[Start MATERIAL FOR THIS TASK]

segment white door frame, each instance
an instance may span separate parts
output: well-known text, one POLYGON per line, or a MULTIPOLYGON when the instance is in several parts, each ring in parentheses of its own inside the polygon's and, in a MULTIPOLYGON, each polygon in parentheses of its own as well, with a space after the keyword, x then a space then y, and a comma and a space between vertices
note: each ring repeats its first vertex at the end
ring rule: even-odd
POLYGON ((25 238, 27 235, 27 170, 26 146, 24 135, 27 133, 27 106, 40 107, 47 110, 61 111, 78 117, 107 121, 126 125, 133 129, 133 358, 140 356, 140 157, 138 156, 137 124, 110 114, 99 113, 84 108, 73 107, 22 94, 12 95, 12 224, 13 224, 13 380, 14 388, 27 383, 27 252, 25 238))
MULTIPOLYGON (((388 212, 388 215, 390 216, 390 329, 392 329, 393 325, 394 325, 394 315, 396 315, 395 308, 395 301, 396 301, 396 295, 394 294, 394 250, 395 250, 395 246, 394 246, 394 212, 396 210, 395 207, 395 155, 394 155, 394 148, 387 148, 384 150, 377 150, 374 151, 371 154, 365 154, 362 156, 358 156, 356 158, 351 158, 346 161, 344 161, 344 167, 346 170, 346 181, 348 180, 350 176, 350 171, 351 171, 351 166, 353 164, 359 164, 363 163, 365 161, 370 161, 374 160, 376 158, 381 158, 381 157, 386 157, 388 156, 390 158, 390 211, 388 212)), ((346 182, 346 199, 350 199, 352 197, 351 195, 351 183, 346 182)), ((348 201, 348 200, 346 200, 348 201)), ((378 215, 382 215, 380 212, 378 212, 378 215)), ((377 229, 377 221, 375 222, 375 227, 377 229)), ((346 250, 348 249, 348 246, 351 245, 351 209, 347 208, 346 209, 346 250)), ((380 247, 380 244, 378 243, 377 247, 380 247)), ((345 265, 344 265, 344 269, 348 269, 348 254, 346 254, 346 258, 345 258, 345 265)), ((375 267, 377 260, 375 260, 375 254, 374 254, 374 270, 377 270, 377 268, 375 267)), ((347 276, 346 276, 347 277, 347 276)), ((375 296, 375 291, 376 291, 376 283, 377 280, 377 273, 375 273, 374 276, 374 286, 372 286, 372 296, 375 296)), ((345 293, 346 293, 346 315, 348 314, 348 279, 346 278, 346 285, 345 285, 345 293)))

[End MATERIAL FOR THIS TASK]

**THE EXERCISE**
Rewrite all the lines above, replacing "white door frame" with "door frame" and leaving everything else unchanged.

**COMPLETE RESPONSE**
segment door frame, each instance
an instance may span separate parts
output: well-known text, one POLYGON per line, or a MULTIPOLYGON when the instance is in several parts, each ring in parentheses of its own inside the polygon's and, in a MULTIPOLYGON, each polygon in parentheses of its own as well, with a space after the keyword, x then a space then y, and a comma and a space between vertices
note: each ring repeats its first vertex at the end
ring rule: even-odd
POLYGON ((25 238, 27 235, 27 170, 26 146, 24 135, 27 133, 27 106, 40 107, 47 110, 61 111, 78 117, 107 121, 126 125, 133 129, 133 358, 140 356, 140 157, 138 156, 137 124, 110 114, 99 113, 84 108, 73 107, 22 94, 12 95, 12 224, 13 224, 13 380, 14 388, 27 383, 27 252, 25 238))
MULTIPOLYGON (((388 212, 388 215, 390 216, 390 329, 392 329, 393 325, 394 325, 394 315, 396 315, 395 308, 395 301, 396 301, 396 295, 394 294, 394 250, 395 250, 395 246, 394 246, 394 212, 396 210, 395 207, 395 155, 394 155, 394 148, 387 148, 384 150, 377 150, 374 151, 371 154, 365 154, 362 156, 358 156, 356 158, 351 158, 346 161, 344 161, 344 167, 346 170, 346 181, 348 180, 350 176, 350 171, 351 171, 351 166, 353 164, 359 164, 363 163, 365 161, 370 161, 374 160, 376 158, 381 158, 381 157, 386 157, 388 156, 390 158, 390 211, 388 212)), ((346 182, 346 199, 350 199, 352 197, 351 195, 351 183, 346 182)), ((348 201, 348 200, 346 200, 348 201)), ((378 215, 382 215, 380 212, 378 212, 378 215)), ((377 229, 377 221, 375 222, 375 227, 377 229)), ((346 250, 348 249, 348 246, 351 245, 351 209, 347 208, 346 209, 346 250)), ((380 247, 380 244, 378 243, 377 247, 380 247)), ((345 265, 344 265, 344 269, 348 269, 348 254, 346 254, 346 258, 345 258, 345 265)), ((375 267, 377 260, 375 260, 375 254, 374 254, 374 270, 377 270, 377 268, 375 267)), ((347 276, 346 276, 347 277, 347 276)), ((375 296, 375 291, 376 291, 376 283, 377 280, 377 273, 375 273, 374 276, 374 286, 372 286, 372 296, 375 296)), ((345 293, 346 293, 346 315, 348 314, 348 279, 346 278, 346 285, 345 285, 345 293)))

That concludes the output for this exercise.